[A block of data]
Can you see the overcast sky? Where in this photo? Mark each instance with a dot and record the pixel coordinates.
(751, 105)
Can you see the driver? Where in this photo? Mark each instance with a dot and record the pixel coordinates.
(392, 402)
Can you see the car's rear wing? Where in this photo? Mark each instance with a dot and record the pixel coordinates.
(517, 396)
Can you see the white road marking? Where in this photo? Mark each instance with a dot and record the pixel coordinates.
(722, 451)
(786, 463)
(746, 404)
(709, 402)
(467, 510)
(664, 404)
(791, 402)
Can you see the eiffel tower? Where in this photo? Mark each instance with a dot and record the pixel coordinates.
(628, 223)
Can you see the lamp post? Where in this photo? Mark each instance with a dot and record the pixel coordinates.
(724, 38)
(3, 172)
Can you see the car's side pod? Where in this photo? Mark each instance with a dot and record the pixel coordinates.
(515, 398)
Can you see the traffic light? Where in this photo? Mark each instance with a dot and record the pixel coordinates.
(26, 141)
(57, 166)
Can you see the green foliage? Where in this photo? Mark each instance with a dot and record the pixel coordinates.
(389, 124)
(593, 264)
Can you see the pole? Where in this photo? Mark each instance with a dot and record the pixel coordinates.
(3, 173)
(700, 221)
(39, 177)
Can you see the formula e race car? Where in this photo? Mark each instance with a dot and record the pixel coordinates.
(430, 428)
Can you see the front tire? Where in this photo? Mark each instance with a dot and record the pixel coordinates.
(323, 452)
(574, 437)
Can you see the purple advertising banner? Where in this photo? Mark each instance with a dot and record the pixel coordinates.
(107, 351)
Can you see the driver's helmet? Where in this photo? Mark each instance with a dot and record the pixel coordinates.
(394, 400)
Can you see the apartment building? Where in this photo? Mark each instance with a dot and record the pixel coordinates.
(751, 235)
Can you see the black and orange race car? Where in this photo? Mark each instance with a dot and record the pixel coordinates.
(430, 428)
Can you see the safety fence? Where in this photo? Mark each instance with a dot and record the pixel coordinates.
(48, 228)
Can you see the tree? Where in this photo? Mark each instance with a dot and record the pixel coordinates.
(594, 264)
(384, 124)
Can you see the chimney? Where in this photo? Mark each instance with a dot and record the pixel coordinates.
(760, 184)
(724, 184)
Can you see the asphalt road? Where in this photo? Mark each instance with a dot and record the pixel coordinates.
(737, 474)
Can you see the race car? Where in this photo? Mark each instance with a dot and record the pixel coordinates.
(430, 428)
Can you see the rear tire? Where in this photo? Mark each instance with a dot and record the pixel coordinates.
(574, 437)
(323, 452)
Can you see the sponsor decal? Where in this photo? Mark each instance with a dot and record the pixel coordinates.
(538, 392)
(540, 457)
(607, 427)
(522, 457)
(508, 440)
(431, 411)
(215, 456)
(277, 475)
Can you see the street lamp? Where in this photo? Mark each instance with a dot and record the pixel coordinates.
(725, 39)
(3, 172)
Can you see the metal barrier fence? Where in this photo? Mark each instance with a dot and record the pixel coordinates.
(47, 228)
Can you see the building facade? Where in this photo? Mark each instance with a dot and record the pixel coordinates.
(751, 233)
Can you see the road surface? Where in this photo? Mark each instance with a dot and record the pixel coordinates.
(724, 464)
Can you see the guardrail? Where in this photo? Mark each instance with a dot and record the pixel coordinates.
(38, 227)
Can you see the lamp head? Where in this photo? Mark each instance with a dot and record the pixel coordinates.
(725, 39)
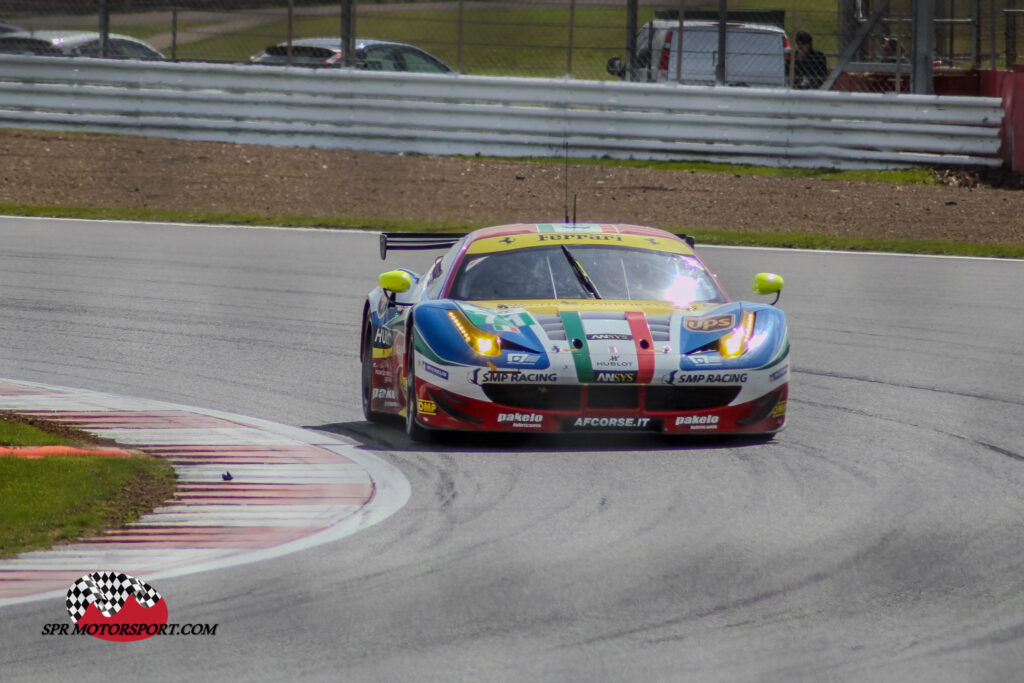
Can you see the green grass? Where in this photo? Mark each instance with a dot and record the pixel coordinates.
(56, 499)
(17, 433)
(706, 237)
(915, 176)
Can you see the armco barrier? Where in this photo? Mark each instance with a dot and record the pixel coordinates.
(497, 117)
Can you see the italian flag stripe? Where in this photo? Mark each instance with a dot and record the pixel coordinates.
(581, 356)
(645, 356)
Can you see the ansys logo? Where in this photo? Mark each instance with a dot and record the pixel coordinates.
(116, 606)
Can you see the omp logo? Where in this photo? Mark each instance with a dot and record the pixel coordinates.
(696, 420)
(711, 323)
(479, 376)
(383, 338)
(614, 377)
(520, 417)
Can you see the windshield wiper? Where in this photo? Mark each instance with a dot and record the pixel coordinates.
(581, 273)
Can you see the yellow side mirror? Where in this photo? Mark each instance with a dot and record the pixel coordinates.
(395, 281)
(767, 283)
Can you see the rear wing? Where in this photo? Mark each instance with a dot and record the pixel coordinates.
(423, 241)
(417, 241)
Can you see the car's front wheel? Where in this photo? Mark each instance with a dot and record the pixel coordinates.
(368, 373)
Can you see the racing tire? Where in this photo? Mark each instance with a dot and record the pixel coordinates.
(367, 374)
(414, 430)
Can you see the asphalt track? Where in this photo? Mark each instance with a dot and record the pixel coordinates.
(878, 539)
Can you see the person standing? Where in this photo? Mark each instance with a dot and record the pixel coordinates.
(810, 68)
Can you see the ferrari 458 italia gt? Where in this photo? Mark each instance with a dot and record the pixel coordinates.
(570, 327)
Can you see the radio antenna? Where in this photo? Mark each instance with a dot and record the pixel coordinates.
(565, 178)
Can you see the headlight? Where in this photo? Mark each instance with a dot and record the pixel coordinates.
(482, 342)
(734, 344)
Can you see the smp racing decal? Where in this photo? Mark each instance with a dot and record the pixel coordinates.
(523, 358)
(710, 323)
(676, 377)
(481, 376)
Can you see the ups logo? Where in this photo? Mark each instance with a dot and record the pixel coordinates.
(711, 323)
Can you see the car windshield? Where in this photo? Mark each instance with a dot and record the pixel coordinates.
(604, 271)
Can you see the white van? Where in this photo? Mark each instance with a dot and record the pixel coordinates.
(755, 53)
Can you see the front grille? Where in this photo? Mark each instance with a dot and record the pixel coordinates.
(627, 397)
(541, 397)
(688, 398)
(552, 326)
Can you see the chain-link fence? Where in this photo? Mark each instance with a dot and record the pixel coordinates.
(863, 44)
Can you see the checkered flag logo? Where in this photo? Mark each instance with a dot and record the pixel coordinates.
(109, 591)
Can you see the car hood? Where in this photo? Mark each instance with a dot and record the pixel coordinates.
(610, 333)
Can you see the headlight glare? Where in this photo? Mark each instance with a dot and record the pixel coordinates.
(482, 342)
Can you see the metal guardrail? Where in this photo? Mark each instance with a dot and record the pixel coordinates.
(497, 117)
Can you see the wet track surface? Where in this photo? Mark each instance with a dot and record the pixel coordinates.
(878, 538)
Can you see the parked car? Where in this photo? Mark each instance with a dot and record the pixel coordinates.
(755, 53)
(370, 53)
(77, 43)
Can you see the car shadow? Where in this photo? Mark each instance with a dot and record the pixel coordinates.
(389, 435)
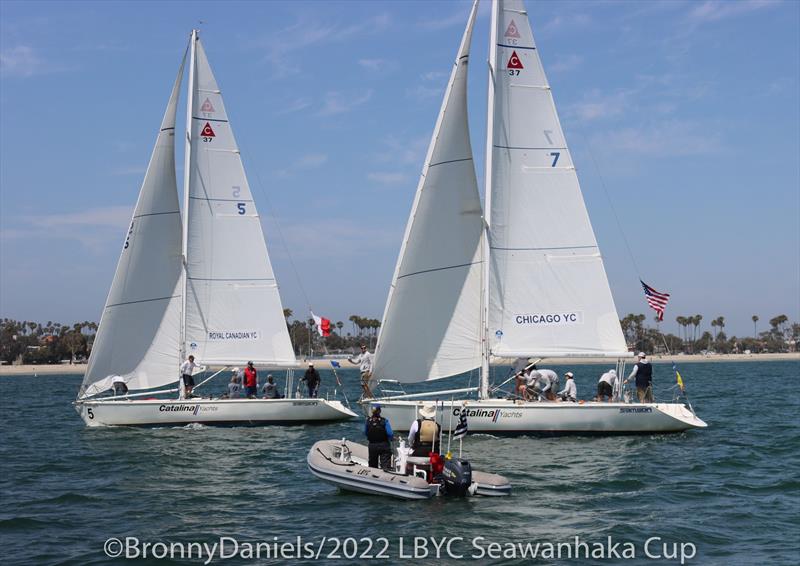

**Work to be completed:** Identify each row that contains the word "front" and copy every such row in full. Case counts, so a different capitalization is not a match.

**Finished exercise:**
Can you see the front tire? Where in this photo? Mark each instance with a dot and record the pixel coordinates.
Can you see the car's front wheel? Where in this photo? Mark each instance with a dot and record the pixel coordinates.
Can you see the front grille? Where in this photo? Mark each instance with a dot and record the pixel coordinates.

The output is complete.